---------- PROVIDED TEXT

# newb trademark question



## oceanlids (Nov 12, 2012)

If i trademark my brand name will i be required to get a business license? Am I required to do anything if I trademark, license wise anything else?

Thanks!


----------



## GordonM (May 21, 2012)

You don't need a business license to file for a trademark. What you'll need is money. While you could try to save a buck by doing all the research, filing, and correspondence yourself, the odds are already stacked against you for getting a trademark without interference. If you want your trademark to actually be worth something, you need an IP attorney. I don't know many who will research, file, and prosecute a basic application for under $5K.


----------



## kimura-mma (Jul 26, 2008)

You are not required to have a business license to apply for a registered trademark. But part of the registration process is to submit proof of use in commerce. So if the way you are using the mark in commerce would normally require a business license, then it's a good idea to have one. Better to have all your ducks in a row rather than pay the application fee just to find out you can't complete the process or need to fraudulently submit your proof of use.


----------



## 20vK (Jul 9, 2011)

You don't need an attorney.

I filed mine online with the US patent office for under $300

As Tim points out, though, you have to have used it in commerce. 

Richie


----------



## oceanlids (Nov 12, 2012)

Can you explain what you mean by use in commerce? 

Thanks


----------



## 20vK (Jul 9, 2011)

you sold it


----------



## oceanlids (Nov 12, 2012)

But if I haven't sold anything yet what would my proof be?

Thanks


----------



## 20vK (Jul 9, 2011)

--------------------

→ **GIVEN TASK 1**:
Copy the listing lines from the one containing "The automated pipeline tagged dark" through the one containing "[310,239,340,271]", keeping both end lines and changing nothing.
The trademark thread has no connection to the listing.

---------- SOURCE DATA

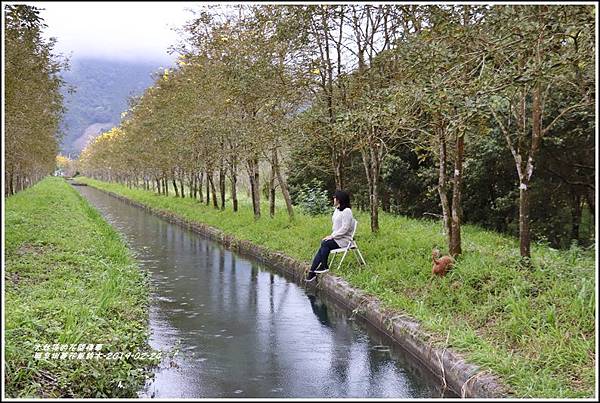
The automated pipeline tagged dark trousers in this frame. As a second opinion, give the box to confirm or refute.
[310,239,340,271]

--------------------
---------- SOURCE DATA

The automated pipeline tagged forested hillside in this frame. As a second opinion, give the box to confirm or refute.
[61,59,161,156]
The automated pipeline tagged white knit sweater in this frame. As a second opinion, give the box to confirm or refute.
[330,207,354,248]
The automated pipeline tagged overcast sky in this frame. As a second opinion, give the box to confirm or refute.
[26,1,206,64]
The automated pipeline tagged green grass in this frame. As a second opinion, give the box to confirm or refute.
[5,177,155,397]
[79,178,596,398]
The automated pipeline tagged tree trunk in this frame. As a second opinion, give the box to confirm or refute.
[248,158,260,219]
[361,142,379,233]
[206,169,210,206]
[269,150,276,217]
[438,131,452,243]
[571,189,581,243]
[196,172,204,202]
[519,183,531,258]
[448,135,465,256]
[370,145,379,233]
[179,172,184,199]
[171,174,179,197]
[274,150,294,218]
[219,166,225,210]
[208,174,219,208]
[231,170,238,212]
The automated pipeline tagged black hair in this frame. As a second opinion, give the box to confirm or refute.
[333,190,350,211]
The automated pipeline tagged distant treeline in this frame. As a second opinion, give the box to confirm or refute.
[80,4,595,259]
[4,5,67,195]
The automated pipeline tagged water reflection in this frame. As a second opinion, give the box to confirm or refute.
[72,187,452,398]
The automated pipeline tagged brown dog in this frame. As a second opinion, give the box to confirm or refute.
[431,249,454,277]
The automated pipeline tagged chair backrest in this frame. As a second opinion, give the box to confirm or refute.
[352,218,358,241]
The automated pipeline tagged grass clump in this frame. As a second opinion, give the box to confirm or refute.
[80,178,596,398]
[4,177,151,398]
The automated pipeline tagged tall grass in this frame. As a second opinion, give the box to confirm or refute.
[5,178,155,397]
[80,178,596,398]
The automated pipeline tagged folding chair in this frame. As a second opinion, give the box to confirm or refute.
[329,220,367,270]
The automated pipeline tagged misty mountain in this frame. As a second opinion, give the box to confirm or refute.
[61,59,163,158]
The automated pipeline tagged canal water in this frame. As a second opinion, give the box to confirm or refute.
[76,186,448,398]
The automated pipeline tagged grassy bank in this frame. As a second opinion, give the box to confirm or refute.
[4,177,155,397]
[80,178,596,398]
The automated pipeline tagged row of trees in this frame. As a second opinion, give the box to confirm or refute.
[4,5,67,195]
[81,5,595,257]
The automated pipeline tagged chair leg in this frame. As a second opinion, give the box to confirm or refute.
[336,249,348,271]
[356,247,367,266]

--------------------
---------- SOURCE DATA

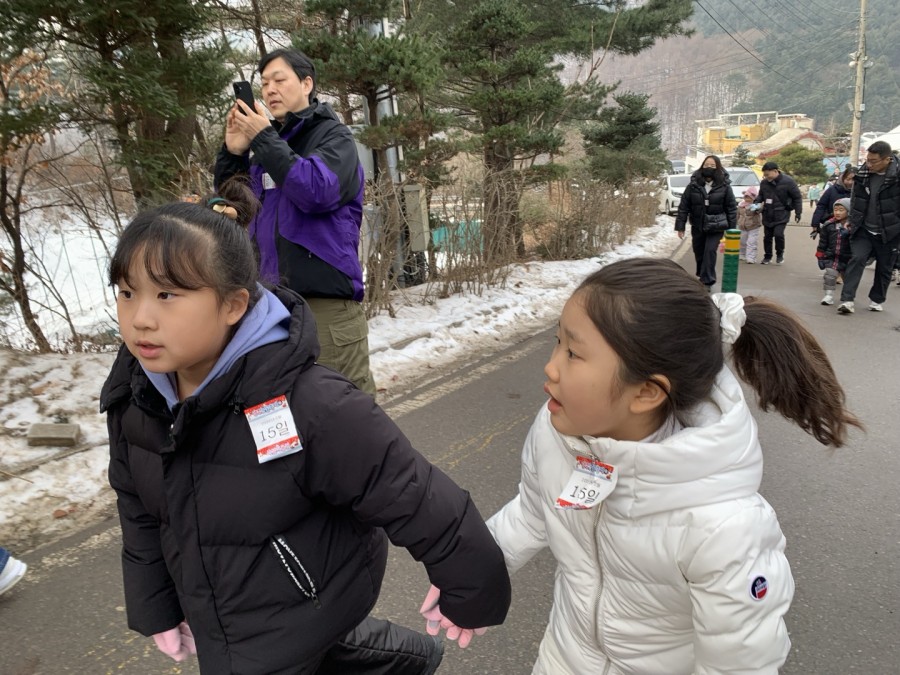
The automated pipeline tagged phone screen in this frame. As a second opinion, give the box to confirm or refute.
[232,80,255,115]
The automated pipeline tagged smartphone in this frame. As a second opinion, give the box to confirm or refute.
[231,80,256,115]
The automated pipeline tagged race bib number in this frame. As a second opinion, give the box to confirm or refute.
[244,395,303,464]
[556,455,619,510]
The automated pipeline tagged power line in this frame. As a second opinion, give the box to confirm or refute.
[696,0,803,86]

--------------------

→ **GIVEN TASK 2**:
Answer these from the trademark thread:
(a) According to GordonM, under what amount will few IP attorneys research, file, and prosecute a basic application?
(b) For how much did 20vK file online with the US patent office?
(c) What short reply does 20vK give when asked what "use in commerce" means?

→ **TASK OUTPUT 1**:
The automated pipeline tagged dark trousers in this frame. As a second opinion, give the box to confirm or refute.
[310,239,340,271]

→ **TASK OUTPUT 2**:
(a) $5K
(b) Under $300
(c) "you sold it"